• **BRIEF**
Reproduce, word for word, the stretch of the Kavanaugh commentary from "Elie Mystal, reports" through "and ideological view.".

• **SOURCE EXTRACT**
☆ ☆ ☆ ☆ ☆

Anthony Kennedy “retired” under suspicious circumstances. He was replaced with Justice Brett Kavanaugh, despite credible “partisan” labeled opposition, that he had sexually assaulted women at least 2 women during his “youth” and had at least “83 ethics complaints” filed against him during his his time as lower court judge. The evidence suggests that "Bart" Kavanaugh was appointed, in part, due to his RW Catholic Conservatism, anti-abortion stances, but also due to his personal relationship with Anthony Kennedy! Like other so-called “moderates” Kennedy proved to not really care about stare decisis or noble principles of law as much as emoluments and social influence. This was underlined recently in an appearance the two gave jointly at a Seventh Circuit judicial conference in a question-and-answer format moderated by Chief Judge Diane Wood, reported on by "Above the Law." They report him saying:
“I see technology straining our traditional understandings of speech, of privacy and of war in a way that’s going to be a huge challenge for our system of separation of powers, and a huge challenge for all of us as judges and as citizens”["ATL"]
When Kavanaugh says that "modern technology" is at fault for an assault on “privacy” he seems to be thinking of the privacy with which privileged people can make decisions to rob workers or engage in unethical behavior with impunity. That is why Mystal says' he probably is not on the side of the issue that he implies he is.
Elie Mystal, reports that that “creeps him out.” It creeps me out too. The reason is that tyrants always blame some strawman for their decisions to exercise arbitrary power and censor critics and Kavanaugh was blaming modern technology for giving the President powers to “wage cyber war” online. If the Congress and Courts cede power to the executive, as RW conservative activists like Kavanaugh and Barr have done, then a ruthless and unethical President will use that power ruthlessly. He is right to be concerned about such power. Elie Mystal is right to be concerned about whether he is will be any check on a President who shares his corruption and ideological view.

☆ ☆ ☆ ☆ ☆

• **ENTRIES SHOWN**
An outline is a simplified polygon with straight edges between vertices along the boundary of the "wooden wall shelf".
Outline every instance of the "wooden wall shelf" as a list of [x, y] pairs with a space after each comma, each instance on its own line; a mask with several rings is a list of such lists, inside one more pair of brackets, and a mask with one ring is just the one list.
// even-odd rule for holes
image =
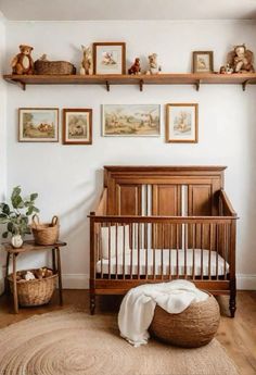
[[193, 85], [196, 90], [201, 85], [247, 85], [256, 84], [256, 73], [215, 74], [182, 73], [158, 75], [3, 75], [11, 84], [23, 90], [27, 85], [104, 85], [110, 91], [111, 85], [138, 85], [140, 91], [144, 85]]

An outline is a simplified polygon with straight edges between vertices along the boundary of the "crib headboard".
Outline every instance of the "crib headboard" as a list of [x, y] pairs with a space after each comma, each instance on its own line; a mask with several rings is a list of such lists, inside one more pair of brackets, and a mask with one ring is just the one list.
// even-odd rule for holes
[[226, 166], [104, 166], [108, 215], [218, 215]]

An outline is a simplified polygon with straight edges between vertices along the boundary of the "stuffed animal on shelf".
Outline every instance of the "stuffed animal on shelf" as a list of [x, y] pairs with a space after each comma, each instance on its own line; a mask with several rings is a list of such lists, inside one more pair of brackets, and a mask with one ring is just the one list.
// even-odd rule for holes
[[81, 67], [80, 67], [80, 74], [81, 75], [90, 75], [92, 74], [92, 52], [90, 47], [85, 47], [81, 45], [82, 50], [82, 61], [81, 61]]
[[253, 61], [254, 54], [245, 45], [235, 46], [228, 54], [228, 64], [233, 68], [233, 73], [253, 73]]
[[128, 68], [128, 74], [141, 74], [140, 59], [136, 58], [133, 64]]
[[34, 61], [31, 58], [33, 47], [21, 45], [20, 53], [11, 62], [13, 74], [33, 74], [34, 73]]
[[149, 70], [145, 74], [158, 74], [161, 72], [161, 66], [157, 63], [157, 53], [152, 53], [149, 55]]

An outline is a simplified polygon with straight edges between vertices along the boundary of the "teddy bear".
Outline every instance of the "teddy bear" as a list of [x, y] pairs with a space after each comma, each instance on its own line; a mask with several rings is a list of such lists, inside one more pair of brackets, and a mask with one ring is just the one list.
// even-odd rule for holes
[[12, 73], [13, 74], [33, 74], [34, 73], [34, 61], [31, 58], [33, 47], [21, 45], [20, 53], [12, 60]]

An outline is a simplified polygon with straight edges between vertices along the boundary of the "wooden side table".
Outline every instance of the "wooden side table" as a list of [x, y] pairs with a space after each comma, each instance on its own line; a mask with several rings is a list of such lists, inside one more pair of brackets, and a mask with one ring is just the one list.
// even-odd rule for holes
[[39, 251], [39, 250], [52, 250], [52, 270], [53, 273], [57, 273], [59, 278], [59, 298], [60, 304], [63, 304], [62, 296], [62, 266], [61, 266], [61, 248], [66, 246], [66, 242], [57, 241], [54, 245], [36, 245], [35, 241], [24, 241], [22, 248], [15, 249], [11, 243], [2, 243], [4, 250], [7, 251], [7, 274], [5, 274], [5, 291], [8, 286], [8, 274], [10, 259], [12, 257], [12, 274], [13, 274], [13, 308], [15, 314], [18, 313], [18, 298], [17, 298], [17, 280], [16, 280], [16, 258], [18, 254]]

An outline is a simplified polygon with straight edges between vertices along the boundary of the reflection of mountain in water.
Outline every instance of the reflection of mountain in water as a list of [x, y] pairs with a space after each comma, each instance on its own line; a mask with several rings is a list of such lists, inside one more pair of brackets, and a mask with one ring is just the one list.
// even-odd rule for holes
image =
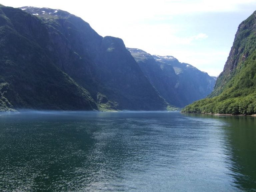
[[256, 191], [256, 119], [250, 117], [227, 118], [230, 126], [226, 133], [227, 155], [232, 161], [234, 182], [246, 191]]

☆ ☆ ☆ ☆ ☆

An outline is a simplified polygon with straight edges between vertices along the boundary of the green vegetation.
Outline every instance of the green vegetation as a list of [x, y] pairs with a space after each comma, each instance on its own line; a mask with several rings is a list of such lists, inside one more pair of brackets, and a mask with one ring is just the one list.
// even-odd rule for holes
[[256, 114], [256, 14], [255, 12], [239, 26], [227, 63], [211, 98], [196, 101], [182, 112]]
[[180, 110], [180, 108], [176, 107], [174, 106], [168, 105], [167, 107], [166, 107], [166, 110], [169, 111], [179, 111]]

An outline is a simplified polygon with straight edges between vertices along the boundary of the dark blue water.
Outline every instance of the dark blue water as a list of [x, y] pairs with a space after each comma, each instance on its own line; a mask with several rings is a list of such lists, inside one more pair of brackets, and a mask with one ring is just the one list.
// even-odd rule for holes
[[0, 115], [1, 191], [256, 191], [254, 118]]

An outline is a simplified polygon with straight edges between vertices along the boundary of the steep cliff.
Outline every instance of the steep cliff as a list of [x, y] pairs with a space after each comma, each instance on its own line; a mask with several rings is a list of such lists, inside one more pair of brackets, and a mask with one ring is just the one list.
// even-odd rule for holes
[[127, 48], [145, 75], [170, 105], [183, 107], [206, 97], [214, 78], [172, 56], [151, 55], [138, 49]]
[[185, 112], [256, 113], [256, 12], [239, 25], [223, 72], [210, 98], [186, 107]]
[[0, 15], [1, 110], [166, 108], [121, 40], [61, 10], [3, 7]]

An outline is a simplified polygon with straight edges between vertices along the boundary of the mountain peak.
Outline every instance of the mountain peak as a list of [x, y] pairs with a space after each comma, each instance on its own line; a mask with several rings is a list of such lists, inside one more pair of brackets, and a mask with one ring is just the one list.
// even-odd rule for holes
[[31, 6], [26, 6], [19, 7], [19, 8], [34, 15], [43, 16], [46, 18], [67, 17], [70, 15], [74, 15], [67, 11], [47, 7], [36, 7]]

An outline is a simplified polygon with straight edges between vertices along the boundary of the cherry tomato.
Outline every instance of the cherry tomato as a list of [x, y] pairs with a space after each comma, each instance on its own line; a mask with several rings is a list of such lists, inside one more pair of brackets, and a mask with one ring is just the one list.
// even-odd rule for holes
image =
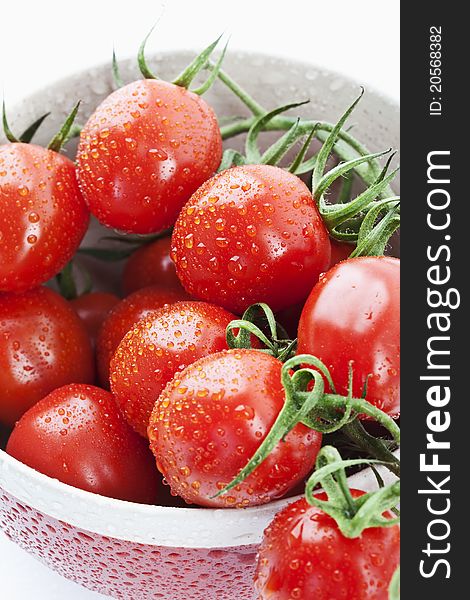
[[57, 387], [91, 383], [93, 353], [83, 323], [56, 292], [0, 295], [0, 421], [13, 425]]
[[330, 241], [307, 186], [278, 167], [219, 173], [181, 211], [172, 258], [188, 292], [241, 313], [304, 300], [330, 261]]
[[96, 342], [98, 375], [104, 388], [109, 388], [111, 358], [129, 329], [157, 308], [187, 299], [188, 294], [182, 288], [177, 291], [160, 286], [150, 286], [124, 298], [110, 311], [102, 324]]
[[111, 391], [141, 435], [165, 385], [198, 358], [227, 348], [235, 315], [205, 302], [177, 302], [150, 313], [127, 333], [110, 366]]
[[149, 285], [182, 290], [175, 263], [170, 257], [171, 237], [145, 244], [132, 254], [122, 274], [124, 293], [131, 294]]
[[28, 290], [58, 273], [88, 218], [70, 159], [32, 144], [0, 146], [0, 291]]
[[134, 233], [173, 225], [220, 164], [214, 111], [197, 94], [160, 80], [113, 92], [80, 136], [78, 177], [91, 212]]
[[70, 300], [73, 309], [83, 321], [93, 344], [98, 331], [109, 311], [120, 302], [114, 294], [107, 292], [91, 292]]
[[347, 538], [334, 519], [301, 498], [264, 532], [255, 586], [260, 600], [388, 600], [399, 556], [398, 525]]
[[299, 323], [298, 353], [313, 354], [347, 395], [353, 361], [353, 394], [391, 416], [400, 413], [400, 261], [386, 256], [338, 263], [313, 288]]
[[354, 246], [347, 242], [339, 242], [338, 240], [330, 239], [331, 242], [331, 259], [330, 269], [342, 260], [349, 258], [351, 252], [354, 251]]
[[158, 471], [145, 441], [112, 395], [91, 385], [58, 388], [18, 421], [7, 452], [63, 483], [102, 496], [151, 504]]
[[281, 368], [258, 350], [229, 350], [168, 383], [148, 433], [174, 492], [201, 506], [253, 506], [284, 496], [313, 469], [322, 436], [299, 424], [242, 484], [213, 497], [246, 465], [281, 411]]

☆ ☆ ☆ ☆ ☆

• **FINAL ANSWER**
Elie Mystal, reports that that “creeps him out.” It creeps me out too. The reason is that tyrants always blame some strawman for their decisions to exercise arbitrary power and censor critics and Kavanaugh was blaming modern technology for giving the President powers to “wage cyber war” online. If the Congress and Courts cede power to the executive, as RW conservative activists like Kavanaugh and Barr have done, then a ruthless and unethical President will use that power ruthlessly. He is right to be concerned about such power. Elie Mystal is right to be concerned about whether he is will be any check on a President who shares his corruption and ideological view.